## Directions for this task
Copied exactly and without pictures, the lines from the beginning of the entries through the one that holds "positive clicks: (476, 712) (479, 889)" should form the entire reply.

(Information shown begins)

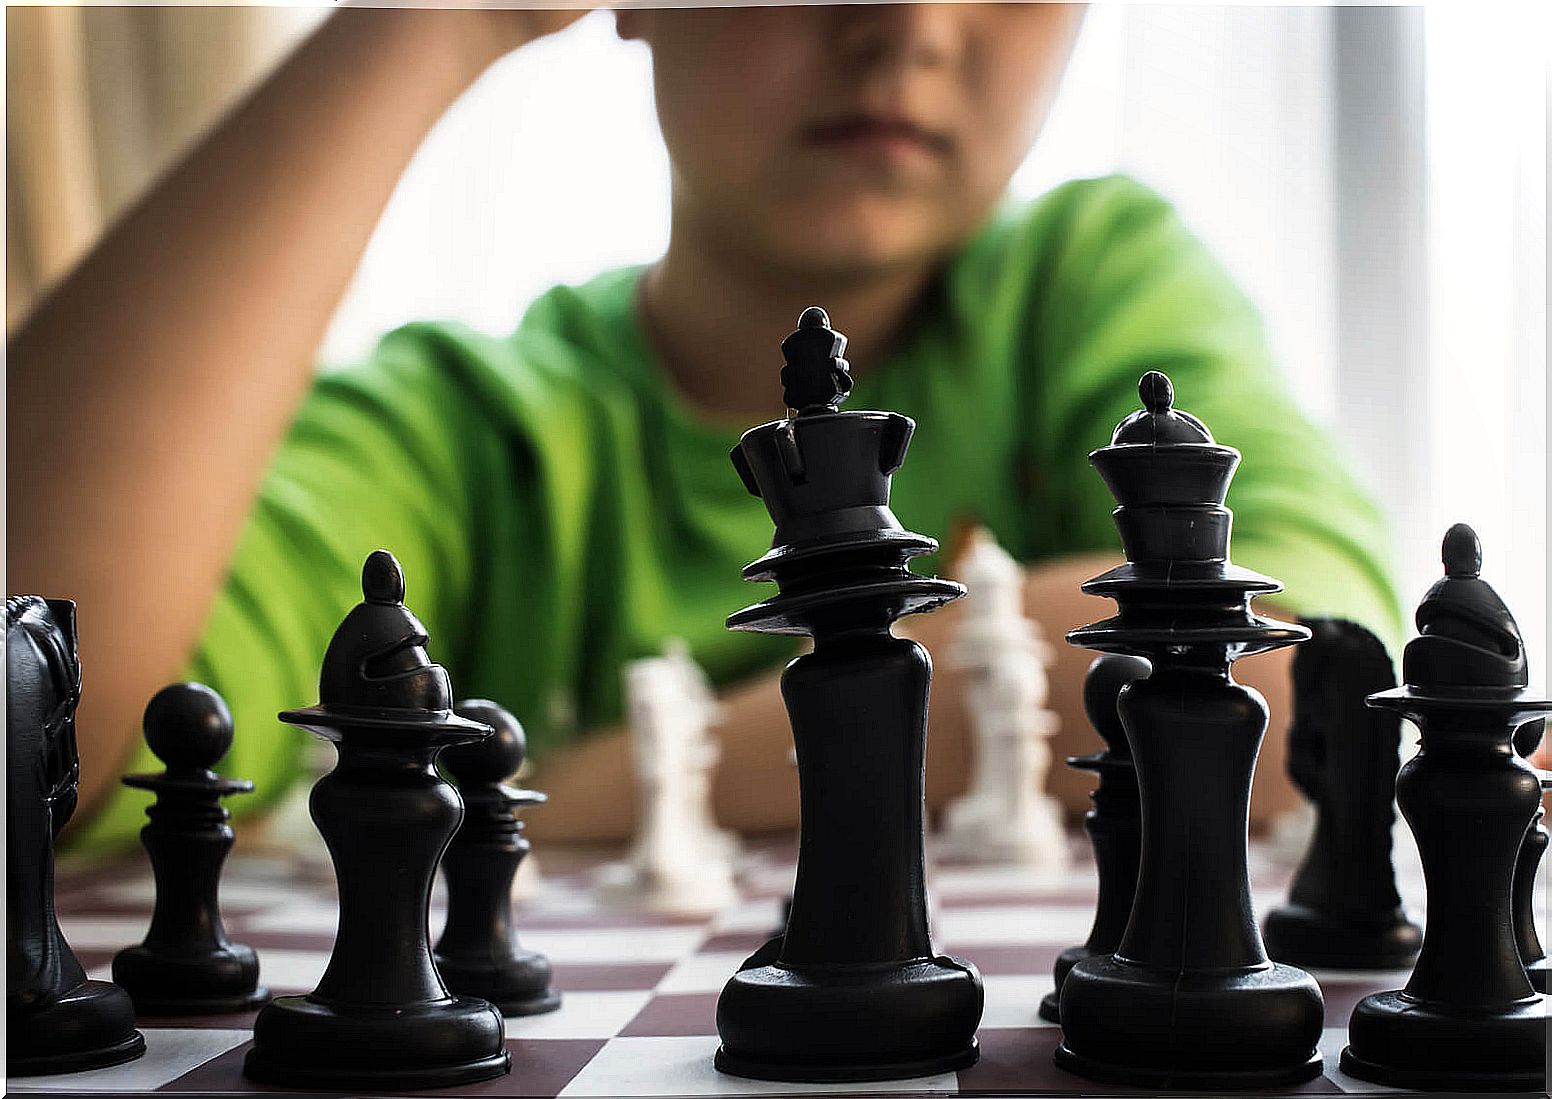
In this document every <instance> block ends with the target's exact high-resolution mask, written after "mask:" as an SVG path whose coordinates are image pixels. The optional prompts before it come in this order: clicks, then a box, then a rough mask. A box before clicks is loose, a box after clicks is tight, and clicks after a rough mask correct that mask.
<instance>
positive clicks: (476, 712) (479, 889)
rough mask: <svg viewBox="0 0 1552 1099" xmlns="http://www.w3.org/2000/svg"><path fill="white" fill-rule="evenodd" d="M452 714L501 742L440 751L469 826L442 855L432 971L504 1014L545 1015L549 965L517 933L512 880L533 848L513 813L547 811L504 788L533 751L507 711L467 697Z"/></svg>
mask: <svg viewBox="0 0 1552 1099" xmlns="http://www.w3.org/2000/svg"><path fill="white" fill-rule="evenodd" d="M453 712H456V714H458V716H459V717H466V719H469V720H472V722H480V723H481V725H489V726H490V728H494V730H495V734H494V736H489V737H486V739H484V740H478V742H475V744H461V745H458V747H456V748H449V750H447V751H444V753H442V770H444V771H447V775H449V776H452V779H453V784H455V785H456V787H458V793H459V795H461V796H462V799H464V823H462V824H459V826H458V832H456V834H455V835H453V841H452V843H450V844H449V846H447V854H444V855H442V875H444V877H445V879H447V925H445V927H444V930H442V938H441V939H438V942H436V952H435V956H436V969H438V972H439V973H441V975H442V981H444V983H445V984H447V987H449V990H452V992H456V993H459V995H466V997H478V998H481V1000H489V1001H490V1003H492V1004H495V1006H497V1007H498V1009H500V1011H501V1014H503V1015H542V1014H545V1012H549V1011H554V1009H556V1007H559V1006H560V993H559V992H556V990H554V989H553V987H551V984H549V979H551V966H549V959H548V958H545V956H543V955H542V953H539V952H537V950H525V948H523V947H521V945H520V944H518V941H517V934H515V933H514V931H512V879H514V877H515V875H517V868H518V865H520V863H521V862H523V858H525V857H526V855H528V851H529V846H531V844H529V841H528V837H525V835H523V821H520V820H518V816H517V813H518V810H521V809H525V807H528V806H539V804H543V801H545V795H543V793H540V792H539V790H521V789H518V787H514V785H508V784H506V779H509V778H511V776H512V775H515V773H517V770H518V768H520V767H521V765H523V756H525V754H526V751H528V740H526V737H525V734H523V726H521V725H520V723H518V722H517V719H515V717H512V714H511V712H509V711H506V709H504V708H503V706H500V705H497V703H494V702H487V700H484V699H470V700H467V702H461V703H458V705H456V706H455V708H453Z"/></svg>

(Information shown ends)

## Problem solution
In this document every <instance> block ends with the target's exact high-resolution mask, written after "mask:" as an SVG path whose coordinates are image pixels. The optional prompts before it come in this order: clicks, then a box, then a rough mask. A box before clicks is loose, a box after clicks is tight, and clicks after a rough mask correct that mask.
<instance>
positive clicks: (476, 712) (479, 889)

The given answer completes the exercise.